##### Texto do documento #####

A pandemia incentivou algumas mudanças na forma de trabalho, como o home office e o trabalho híbrido, e elas tendem a ser ainda mais comuns. Fabíola Marques, professora de direito trabalhista da PUC, afirma que cada vez mais teremos mudanças muitas delas estão associadas ao crescente desenvolvimento da tecnologia e à nova geração. “Vão acontecer de forma mais rápida, e é uma tendência, um caminho sem volta”, aponta. Adriana Gomes concorda. Para ela é “importante estarmos atentos ao que acontece no mundo, e a pandemia trouxe uma quebra de paradigmas”. Ed Siegel, CEO do Charity Bank, que está participando do piloto da 4 Day Week, é um entusiasta dos trabalhos mais flexíveis. Ele conta que há tempos defende esse estilo, porém, “a pandemia realmente mudou as balizas”. O CEO faz uma contextualização e diz que “o conceito do século 20 de uma semana de trabalho de cinco dias não é mais o mais adequado para os negócios do século 21”. Siegel acredita que uma semana de quatro dias sem alteração de salário ou benefícios criará uma força de trabalho mais feliz e “terá um impacto igualmente positivo na produtividade dos negócios, na experiência do cliente e na missão social”.
Para o neurocientista Fabiano Abreu, “folga demais perde o ritmo e adapta o cérebro, que opta pela economia de energia”. Ele defende que “uma ou duas folgas de forma alternada num determinado período são necessárias para a homeostase do organismo”. Quanto questionado sobre o aumento da produtividade com a redução da jornada de trabalho, Abreu aponta que isso varia de pessoa para pessoa porque “tem cérebros que conseguem uma eficácia que em pouco tempo resolvem o que outros não conseguem”. O especialista também aponta que não é só a flexibilidade que faz com que as pessoas aumentem sua produtividade. Também existem outros pontos que precisam ser trabalhados pelas empresas, como otimização e administração do tempo, possibilidade de crescimento, investimentos em cursos e horários e espaços flexíveis.
Os especialistas divergem do posicionamento sobre a implementação de uma semana de quatro dias no Brasil. Para Cavalcante, é difícil que essa medida seja adotada aqui. Segundo ele, no país “não terá jornada reduzida”. Adriana acha que dá para sonhar com esse cenário, apesar de demorar um tempo para ele se tornar realidade. Contudo, ela cita fatores importantes que precisam ser considerados. “Se isso for uma lei, complica muito por causa da discrepância que temos”. Diferentemente dos países onde estão sendo testados esse método, “no Brasil temos um índice de desemprego muito alto relacionado à falta de qualificação”. Fabíola caminha para o mesmo raciocínio. A professora diz ser possível adotar esse tipo de serviço e acredita que seja uma saída para diminuir a quantidade de desempregados. Porém, para isso, é necessário investimento em “educação, tecnologia para que os colaboradores tenham capacidade de adotar esse mercado novo que está surgindo”.

##### Registros selecionados #####

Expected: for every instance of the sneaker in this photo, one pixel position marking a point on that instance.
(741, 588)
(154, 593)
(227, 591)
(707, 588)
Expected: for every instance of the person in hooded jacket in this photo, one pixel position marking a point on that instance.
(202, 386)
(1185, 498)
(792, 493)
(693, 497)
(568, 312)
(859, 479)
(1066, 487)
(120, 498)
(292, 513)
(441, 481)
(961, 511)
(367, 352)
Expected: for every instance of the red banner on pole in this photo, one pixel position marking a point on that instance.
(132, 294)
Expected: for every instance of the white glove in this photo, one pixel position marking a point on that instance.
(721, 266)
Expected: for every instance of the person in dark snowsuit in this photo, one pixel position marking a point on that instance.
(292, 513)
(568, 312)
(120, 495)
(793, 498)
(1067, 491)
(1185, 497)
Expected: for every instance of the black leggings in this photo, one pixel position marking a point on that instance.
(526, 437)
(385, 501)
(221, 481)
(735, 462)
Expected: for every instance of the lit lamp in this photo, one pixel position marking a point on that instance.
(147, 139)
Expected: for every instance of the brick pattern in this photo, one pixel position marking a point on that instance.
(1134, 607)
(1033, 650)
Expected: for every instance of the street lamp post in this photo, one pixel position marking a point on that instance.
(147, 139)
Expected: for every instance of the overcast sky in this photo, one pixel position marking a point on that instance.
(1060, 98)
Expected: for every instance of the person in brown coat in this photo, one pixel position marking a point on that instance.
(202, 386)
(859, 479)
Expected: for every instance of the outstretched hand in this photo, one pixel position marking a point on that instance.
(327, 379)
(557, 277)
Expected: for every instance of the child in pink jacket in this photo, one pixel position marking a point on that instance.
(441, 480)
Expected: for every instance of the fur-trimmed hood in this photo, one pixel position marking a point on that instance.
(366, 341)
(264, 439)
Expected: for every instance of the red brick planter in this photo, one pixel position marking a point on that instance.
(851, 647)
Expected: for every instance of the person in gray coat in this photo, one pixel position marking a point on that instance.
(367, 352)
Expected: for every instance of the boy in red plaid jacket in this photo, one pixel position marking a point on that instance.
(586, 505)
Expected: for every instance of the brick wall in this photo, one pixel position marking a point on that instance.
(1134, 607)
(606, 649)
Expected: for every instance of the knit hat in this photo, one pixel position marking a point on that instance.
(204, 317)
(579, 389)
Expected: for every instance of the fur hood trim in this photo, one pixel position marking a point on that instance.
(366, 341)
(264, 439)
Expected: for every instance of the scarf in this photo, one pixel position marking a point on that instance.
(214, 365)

#####

### Ordem de trabalho 1
Transcreva sem alterações o trecho do texto sobre a semana de quatro dias, começando nas palavras "Para o neurocientista" e parando depois de "e espaços flexíveis.".
### Ordem de trabalho 2
Responda com base no texto sobre a semana de quatro dias:
(a) De qual empresa Ed Siegel é CEO?
(b) Qual é a profissão de Fabiano Abreu?
(c) Segundo Fabíola, em que é necessário investimento para adotar esse tipo de serviço?

### Resultado do exercício 1
Para o neurocientista Fabiano Abreu, “folga demais perde o ritmo e adapta o cérebro, que opta pela economia de energia”. Ele defende que “uma ou duas folgas de forma alternada num determinado período são necessárias para a homeostase do organismo”. Quanto questionado sobre o aumento da produtividade com a redução da jornada de trabalho, Abreu aponta que isso varia de pessoa para pessoa porque “tem cérebros que conseguem uma eficácia que em pouco tempo resolvem o que outros não conseguem”. O especialista também aponta que não é só a flexibilidade que faz com que as pessoas aumentem sua produtividade. Também existem outros pontos que precisam ser trabalhados pelas empresas, como otimização e administração do tempo, possibilidade de crescimento, investimentos em cursos e horários e espaços flexíveis.

### Resultado do exercício 2
(a) Do Charity Bank.
(b) Ele é neurocientista.
(c) Em educação e tecnologia.